> _Directive_: Reproduce each of the following entries verbatim, line for line.

Rows from a dataset of pointing entries:
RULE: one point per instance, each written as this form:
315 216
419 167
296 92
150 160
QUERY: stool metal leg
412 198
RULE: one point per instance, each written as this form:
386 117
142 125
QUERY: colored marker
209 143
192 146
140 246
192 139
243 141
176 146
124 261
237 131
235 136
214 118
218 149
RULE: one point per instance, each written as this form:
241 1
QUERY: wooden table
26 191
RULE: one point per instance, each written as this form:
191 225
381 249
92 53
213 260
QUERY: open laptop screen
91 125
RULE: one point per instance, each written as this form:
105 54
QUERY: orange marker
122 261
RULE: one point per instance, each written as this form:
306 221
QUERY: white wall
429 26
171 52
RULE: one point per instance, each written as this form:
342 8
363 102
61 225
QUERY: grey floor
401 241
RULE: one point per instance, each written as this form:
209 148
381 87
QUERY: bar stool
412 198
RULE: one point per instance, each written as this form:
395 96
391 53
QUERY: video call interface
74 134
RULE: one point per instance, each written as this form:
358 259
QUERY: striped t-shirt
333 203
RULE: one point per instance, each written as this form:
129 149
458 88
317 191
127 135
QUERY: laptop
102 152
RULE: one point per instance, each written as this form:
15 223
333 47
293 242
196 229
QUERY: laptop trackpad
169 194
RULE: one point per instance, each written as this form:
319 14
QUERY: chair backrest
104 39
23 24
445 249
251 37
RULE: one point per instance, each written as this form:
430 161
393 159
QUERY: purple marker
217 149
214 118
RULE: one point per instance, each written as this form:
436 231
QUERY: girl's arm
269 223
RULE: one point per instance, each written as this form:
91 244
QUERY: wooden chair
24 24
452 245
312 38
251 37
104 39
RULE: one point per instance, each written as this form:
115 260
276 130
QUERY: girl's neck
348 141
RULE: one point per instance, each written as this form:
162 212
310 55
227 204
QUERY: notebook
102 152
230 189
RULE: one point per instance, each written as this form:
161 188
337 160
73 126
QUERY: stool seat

> _Final result_:
RULE: one point per instance, each written as this form:
315 216
419 167
296 92
150 160
QUERY: stool metal leg
412 198
RULE: one point per instance, each written as this form:
386 117
142 125
QUERY: colored marker
209 143
192 146
140 246
192 139
243 141
176 146
124 261
237 131
235 136
214 118
218 149
RULE: one point per instance, each written as this form:
241 1
QUERY: wooden table
26 191
RULE: one point per instance, each written as this form:
191 225
381 249
92 53
213 260
QUERY: open laptop screen
91 125
RULE: one point per instance, each written as this form:
105 54
QUERY: orange marker
122 261
RULE: one point per instance, each written as this form:
306 221
QUERY: white wall
429 26
171 52
RULE: one point per instance, each written as this form:
342 8
363 102
61 225
QUERY: grey floor
401 241
RULE: one point per instance, each written as this form:
209 148
381 87
QUERY: bar stool
412 198
RULE: one point per instance, each written as this form:
395 96
391 53
QUERY: video call interface
74 134
RULE: one point per instance, each written as this form:
358 259
QUERY: striped t-shirt
333 203
RULE: one point per instance, each written as this form:
129 149
458 88
317 191
127 135
QUERY: laptop
102 152
RULE: one point per instance, each written as this form:
15 223
333 47
293 242
196 229
QUERY: laptop trackpad
169 194
RULE: one point per instance, each written as this form:
319 14
QUERY: chair backrest
104 39
23 24
445 249
251 37
RULE: one point per instance, each written as this form:
430 161
393 159
QUERY: purple marker
217 149
214 118
RULE: one point per instance, each written as this form:
436 231
QUERY: girl's arm
269 223
RULE: one point per instance, each written as this form:
91 244
QUERY: wooden chair
24 24
452 245
312 38
251 37
104 39
RULE: one point per instance, each written as this form:
115 260
276 130
QUERY: girl's neck
348 141
RULE: one point per instance, each written as this form:
162 212
310 55
227 204
QUERY: notebook
102 152
230 189
RULE: one point per instance, each written as this form:
161 188
337 160
73 126
QUERY: stool seat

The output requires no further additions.